The American College Health Association identified poor sleep as one of its top health concerns for students and cited better sleep as one of five key benchmarks for its 2020 Healthy Campus campaign. Yet few universities invest wellness resources in promoting healthy sleep, despite sleep’s significant impact on academic success. The latest ACHA survey revealed that over half of students surveyed actually want to learn more about sleep from their universities, yet only a quarter report hearing anything about sleep from their schools.
To promote healthier sleep for St. Thomas students, Prichard has been working closely with Student Health Services. Prichard and Birdie Cunningham, Wellness Center health educator, received a grant from United Healthcare to fund the Sleep Squad, a personalized sleep health program. As part of this health promotion program, they have worked with classes, student athletic teams and student clubs to provide targeted information about the importance of sleep. For example, St. Thomas athletic teams learn about a famous study with an elite men’s basketball team that showed a 9 percent increase in field goals when the players consistentlyreceived nine or more hours of sleep a night. Psychopathology students learn about how sleep patterns are differently affected by disorders such as depression, addiction and autism. Using a pre-post design for the Sleep Squad presentations, they found that even a one-time sleep health presentation is sufficient to significantly change students’ sleep habits for the better.
As part of the Sleep Squad, Prichard and colleagues developed the College Sleep Questionnaire (CSQ), a tool universities can use to help identify sleep problems common among college students. They developed the tool because clinicians who care for college students tend to receive little formal training about sleep. Caitlin Kelly, a 2014 graduate in neuroscience, tested the predictive power of the CSQ and presented her findings in a session with physicians and research scientists at the 2014 Sleep Research Society, an event she describes as the “highlight of my undergraduate education.”

▸ **Entries shown**
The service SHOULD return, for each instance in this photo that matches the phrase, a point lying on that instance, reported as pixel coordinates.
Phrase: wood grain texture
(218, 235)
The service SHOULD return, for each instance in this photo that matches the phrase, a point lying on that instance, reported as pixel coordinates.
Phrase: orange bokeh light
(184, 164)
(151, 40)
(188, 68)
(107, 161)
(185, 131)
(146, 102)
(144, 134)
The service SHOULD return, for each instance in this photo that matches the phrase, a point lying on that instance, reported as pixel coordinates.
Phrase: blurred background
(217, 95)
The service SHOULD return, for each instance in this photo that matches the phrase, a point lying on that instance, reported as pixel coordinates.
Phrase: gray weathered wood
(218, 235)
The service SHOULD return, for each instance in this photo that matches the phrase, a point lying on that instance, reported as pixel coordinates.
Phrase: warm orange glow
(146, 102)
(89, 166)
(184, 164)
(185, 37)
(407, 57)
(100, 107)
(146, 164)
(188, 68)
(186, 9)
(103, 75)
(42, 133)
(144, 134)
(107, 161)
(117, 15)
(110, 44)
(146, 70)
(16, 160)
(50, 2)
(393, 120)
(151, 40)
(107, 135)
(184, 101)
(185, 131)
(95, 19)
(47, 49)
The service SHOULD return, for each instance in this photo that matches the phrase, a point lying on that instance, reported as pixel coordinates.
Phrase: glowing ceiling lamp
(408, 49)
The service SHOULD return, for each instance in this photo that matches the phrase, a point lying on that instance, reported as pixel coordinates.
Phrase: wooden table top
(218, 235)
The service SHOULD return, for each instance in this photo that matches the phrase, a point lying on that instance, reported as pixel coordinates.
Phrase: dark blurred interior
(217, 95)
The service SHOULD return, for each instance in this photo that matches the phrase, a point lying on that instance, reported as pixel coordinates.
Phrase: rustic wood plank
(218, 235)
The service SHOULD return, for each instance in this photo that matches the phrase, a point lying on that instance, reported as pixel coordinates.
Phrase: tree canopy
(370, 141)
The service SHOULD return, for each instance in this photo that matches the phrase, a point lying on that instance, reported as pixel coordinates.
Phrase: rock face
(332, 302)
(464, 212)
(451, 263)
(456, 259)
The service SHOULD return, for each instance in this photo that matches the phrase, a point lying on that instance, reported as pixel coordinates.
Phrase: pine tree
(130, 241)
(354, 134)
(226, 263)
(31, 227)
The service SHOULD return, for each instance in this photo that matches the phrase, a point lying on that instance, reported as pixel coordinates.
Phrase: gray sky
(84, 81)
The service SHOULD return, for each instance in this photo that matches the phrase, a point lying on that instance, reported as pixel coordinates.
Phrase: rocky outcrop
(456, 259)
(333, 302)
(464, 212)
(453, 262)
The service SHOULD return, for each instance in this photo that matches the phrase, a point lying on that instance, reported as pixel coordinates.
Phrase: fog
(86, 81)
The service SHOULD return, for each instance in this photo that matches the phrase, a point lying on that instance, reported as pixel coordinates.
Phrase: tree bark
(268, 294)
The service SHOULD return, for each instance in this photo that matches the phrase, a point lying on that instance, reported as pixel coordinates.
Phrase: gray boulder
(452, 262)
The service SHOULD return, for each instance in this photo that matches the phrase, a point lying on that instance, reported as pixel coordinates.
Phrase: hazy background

▸ **What to produce**
Return the part of the student sleep text between "The American College" and "from their schools.", inclusive, copied word for word. The listing above comes from a separate source unrelated to the sleep text.

▸ **Task solution**
The American College Health Association identified poor sleep as one of its top health concerns for students and cited better sleep as one of five key benchmarks for its 2020 Healthy Campus campaign. Yet few universities invest wellness resources in promoting healthy sleep, despite sleep’s significant impact on academic success. The latest ACHA survey revealed that over half of students surveyed actually want to learn more about sleep from their universities, yet only a quarter report hearing anything about sleep from their schools.